━━ Okunacak metin ━━

MAHKEMESİ :Ticaret Mahkemesi

1. Taraflar arasındaki “menfi tespit” davasından dolayı yapılan yargılama sonunda, Ankara 6. Asliye Ticaret Mahkemesince verilen davanın kabulüne ilişkin kararın davacılar vekili ve davalı vekili tarafından temyiz edilmesi üzerine Yargıtay (Kapatılan) 19. Hukuk Dairesince yapılan inceleme sonunda bozulmuş, Mahkemece Özel Daire bozma kararına karşı direnilmiştir.

2. Direnme kararı davalı vekili ve katılma yoluyla davacılar vekili tarafından temyiz edilmiştir.

3. Hukuk Genel Kurulunca dosyadaki belgeler incelendikten ve direnme kararının verildiği tarih itibariyle 6100 sayılı Hukuk Muhakemeleri Kanunu'nun geçici 3. maddesine göre uygulanmakta olan mülga 1086 sayılı Hukuk Usulü Muhakemeleri Kanunu'nun 26.09.2004 tarihli ve 5236 sayılı Kanunla değişikliği öncesi hâliyle 438. maddesinin ikinci fıkrası gereğince direnme kararlarının temyiz incelemesinde duruşma yapılamayacağından davacılar vekilinin duruşma isteğinin reddine karar verildikten sonra gereği görüşüldü:

I. YARGILAMA SÜRECİ

Davacı İstemi:

4. Davacılar vekili dava dilekçesinde; müvekkilleri ile dava dışı ... Ltd. Şti. arasında düzenlenen sözleşme uyarınca toplam tutarı 200.000TL olan çeklerin anılan şirkete avans olarak verildiğini, sözleşmenin feshedilmesi sonrası çeklerin iade edilmemesi üzerine Ankara 18. Asliye Ticaret Mahkemesinin 2011/394 E. sayılı dosyasında lehtar aleyhine dava açıldığını, davalı bankanın hamili bulunduğu o çeklerden biri için davalı banka aleyhine Ankara 3. Asliye Ticaret Mahkemesinin 2011/587 E. sayılı dosyasında açılan menfi tespit davasının da anılan dava ile birleştirildiğini, bahsi geçen davalarda müvekkilinin borçlu bulunmadığının tespitine karar verildiğini, bu davanın konusu olan diğer çeklerin de müvekkilinin akidi olan lehtar tarafından davalı bankaya rehin olarak verildiğini, bu işlemin yapıldığı tarihte yürürlükte bulunan 6762 sayılı Türk Ticaret Kanunu’nun (eTTK) 701. maddesi uyarınca ödeme vasıtası olan çeklerin rehin cirosu ile temlik edilemeyeceğini, rehin cirosunun sonuç doğurmayacağını, teminat olarak verildiği kanıtlanan çeke dayalı olarak teminat alan bankanın keşideci olan müvekkilini takip edemeyeceğini, rehin konusu olan çeke dayalı olarak alacak isteğinde bulunamayacağını ileri sürerek Ankara 2. İcra Müdürlüğünün 2011/10710 ve 2011/11900 sayılı dosyaları nedeniyle müvekkilinin borçlu bulunmadığının tespiti ile davalının alacağın %40’ı oranında kötü niyet tazminatına mahkûm edilmesine karar verilmesini talep ve dava etmiştir.

━━━

Karar metninde sayısıyla birlikte anılan bütün kanunları, metindeki adlarıyla sıralayın. Bu kayıtların karar metniyle hiçbir ilgisi yoktur.

━━ Veri kesitleri ━━

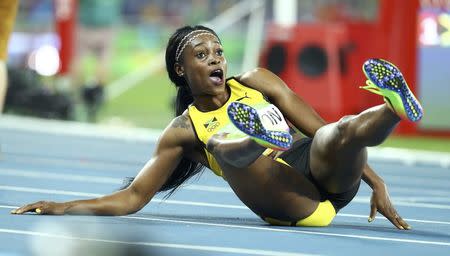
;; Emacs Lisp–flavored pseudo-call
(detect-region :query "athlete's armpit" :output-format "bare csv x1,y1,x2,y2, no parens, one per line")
171,115,191,129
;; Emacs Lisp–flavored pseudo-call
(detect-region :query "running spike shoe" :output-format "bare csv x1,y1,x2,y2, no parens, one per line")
360,59,423,122
227,101,292,151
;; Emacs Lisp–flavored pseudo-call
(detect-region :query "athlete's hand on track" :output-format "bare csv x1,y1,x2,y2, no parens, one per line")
369,184,411,229
11,201,67,215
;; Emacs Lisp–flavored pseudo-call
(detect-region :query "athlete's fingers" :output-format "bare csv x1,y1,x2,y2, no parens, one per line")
397,215,411,230
368,204,377,222
11,202,42,214
386,213,405,229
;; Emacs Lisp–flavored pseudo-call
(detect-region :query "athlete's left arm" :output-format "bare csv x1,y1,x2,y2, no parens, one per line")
362,164,411,229
236,68,326,137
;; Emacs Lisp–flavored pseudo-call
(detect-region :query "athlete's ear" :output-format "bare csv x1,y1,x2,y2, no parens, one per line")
174,63,184,76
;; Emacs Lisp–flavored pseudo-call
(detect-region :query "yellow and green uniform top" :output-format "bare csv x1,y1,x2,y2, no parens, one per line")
188,78,336,227
188,78,273,177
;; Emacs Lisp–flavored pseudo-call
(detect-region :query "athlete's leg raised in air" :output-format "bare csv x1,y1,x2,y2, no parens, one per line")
310,104,400,193
310,59,423,193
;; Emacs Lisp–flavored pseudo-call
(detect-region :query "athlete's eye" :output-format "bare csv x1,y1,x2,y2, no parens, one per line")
195,52,206,59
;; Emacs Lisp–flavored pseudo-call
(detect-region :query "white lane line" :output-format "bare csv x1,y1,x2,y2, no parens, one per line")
0,206,450,246
0,167,450,198
0,228,313,256
0,185,450,210
0,213,450,246
337,213,450,225
0,202,450,225
122,216,450,246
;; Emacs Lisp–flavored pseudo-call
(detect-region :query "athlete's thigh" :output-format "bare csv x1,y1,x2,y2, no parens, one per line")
222,156,320,221
310,123,367,193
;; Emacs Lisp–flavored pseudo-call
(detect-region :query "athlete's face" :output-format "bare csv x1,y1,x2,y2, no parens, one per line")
177,34,227,96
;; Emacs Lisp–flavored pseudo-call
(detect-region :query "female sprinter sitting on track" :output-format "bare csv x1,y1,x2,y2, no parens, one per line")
12,26,422,229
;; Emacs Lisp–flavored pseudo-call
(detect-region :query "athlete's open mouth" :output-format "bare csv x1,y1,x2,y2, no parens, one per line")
209,69,223,84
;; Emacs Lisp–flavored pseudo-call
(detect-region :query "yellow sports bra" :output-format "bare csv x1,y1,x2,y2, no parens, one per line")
188,77,273,176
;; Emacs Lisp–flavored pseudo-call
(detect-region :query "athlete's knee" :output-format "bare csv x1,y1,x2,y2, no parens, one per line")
336,115,355,146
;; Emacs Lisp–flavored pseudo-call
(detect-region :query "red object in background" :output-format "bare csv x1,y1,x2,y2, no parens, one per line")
261,0,426,134
261,24,354,121
53,0,77,75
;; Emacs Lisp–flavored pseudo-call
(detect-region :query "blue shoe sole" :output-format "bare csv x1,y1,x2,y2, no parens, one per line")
363,59,423,122
227,102,292,150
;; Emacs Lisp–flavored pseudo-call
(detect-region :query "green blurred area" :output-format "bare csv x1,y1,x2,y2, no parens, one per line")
92,27,244,129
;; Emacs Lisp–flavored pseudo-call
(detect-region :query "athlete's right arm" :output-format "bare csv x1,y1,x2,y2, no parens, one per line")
11,116,195,215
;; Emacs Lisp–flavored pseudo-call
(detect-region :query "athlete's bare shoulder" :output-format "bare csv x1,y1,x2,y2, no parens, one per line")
163,112,196,147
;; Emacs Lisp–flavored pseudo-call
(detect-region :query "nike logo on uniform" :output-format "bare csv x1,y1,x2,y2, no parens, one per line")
236,93,250,101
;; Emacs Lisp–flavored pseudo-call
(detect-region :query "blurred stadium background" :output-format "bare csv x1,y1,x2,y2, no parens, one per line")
5,0,450,152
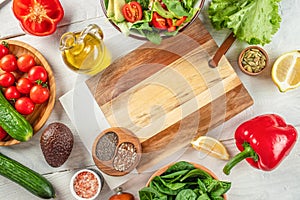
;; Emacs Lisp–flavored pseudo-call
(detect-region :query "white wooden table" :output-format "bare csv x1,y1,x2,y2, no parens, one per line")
0,0,300,200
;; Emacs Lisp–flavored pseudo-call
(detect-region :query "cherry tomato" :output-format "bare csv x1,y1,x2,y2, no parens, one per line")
0,126,8,141
17,54,35,72
15,97,35,115
16,77,33,94
4,85,21,100
28,66,48,83
122,1,143,23
175,16,187,26
109,188,134,200
0,54,18,72
151,12,168,30
0,41,9,59
0,72,15,87
29,85,50,104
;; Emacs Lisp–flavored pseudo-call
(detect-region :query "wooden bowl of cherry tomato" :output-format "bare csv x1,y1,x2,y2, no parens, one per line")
0,40,56,146
100,0,205,44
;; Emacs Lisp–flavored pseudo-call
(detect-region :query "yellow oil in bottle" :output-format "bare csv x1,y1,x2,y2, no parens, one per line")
62,32,111,75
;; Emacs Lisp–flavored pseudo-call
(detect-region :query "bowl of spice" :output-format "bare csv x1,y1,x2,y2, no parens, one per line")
238,46,269,76
70,169,103,200
92,127,142,176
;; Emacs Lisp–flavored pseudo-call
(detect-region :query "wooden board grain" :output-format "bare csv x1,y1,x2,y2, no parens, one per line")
86,20,253,172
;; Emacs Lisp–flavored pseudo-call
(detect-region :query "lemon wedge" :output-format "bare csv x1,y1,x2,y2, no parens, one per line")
272,51,300,92
191,136,229,160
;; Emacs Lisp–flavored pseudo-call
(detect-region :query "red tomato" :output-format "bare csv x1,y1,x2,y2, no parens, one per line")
4,86,21,100
29,85,50,104
0,41,9,59
0,72,15,87
28,66,48,83
17,54,35,72
16,77,33,94
0,126,8,141
15,97,35,115
0,54,18,72
122,1,143,23
175,16,187,26
151,12,168,30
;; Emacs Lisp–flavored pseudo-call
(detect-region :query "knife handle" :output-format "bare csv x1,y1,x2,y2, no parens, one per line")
208,32,235,68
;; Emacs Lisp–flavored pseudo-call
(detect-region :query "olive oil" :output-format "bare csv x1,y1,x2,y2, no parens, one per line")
62,32,111,75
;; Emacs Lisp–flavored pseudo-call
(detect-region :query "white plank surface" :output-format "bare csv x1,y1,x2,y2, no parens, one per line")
0,0,300,200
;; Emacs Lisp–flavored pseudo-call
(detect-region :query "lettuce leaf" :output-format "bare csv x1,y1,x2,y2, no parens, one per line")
208,0,281,45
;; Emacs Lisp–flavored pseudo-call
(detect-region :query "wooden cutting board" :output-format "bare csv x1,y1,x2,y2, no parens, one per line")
87,20,253,172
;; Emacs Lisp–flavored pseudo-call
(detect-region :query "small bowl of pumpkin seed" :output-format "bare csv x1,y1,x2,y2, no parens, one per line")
238,46,269,76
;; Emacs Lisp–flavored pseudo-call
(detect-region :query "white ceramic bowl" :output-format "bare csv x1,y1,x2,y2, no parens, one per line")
70,169,103,200
100,0,205,40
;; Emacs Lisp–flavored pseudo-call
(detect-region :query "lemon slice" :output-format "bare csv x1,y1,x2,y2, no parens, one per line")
191,136,229,160
272,51,300,92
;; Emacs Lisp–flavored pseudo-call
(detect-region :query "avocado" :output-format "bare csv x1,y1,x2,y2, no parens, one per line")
153,1,174,18
106,0,114,17
40,122,74,167
114,0,126,22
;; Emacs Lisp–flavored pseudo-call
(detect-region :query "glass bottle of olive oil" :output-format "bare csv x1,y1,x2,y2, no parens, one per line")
60,24,111,75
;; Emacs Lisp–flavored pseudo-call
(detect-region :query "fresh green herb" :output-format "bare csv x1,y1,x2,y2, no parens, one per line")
139,161,231,200
208,0,281,45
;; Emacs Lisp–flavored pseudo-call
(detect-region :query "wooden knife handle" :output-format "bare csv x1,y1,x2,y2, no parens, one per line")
208,32,235,67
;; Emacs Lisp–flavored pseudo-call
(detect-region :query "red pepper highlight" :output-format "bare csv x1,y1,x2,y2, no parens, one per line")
13,0,64,36
223,114,297,175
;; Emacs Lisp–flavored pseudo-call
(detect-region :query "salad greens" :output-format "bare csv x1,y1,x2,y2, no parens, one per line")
104,0,199,44
208,0,281,45
139,161,231,200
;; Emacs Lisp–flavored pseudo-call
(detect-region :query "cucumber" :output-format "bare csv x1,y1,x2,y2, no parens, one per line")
0,91,33,142
0,153,55,199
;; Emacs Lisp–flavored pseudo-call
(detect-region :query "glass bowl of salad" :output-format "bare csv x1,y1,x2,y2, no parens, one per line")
100,0,204,44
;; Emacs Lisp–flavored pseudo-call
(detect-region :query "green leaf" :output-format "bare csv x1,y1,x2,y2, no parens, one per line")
208,0,281,45
163,161,195,175
175,189,197,200
180,169,212,182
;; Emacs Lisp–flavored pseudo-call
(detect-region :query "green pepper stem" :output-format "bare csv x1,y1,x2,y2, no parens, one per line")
223,142,258,175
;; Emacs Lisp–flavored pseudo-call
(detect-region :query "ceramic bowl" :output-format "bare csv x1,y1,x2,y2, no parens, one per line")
70,169,103,200
92,127,142,176
100,0,205,40
0,40,56,146
238,46,269,76
146,162,227,200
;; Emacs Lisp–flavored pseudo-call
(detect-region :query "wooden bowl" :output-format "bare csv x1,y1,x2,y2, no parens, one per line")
92,127,142,176
146,162,227,200
238,46,269,76
0,40,56,146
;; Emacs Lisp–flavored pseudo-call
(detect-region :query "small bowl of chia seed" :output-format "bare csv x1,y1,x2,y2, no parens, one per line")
238,46,269,76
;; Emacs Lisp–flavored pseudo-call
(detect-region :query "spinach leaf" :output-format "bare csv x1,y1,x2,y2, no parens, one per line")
163,161,195,175
210,181,231,197
161,169,189,179
197,193,211,200
180,169,212,182
175,189,197,200
139,187,168,200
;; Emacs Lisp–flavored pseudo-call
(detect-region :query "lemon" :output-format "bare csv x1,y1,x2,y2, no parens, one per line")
191,136,229,160
272,51,300,92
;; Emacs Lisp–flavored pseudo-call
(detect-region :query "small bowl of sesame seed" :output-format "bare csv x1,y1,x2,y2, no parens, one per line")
70,169,103,200
238,46,269,76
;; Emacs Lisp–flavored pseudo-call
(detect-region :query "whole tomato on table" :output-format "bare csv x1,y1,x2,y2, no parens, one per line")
17,54,35,72
0,72,15,87
28,66,48,83
0,41,9,59
15,96,35,115
29,85,50,104
13,0,64,36
0,54,18,72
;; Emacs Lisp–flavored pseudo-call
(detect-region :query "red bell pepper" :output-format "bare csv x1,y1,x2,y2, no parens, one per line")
223,114,297,175
13,0,64,36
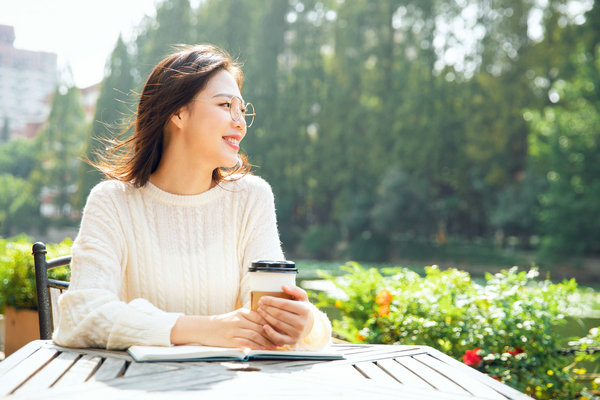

━━━

▶ _Tam yanıt_:
- 6100 sayılı Hukuk Muhakemeleri Kanunu
- 1086 sayılı Hukuk Usulü Muhakemeleri Kanunu
- 5236 sayılı Kanun
- 6762 sayılı Türk Ticaret Kanunu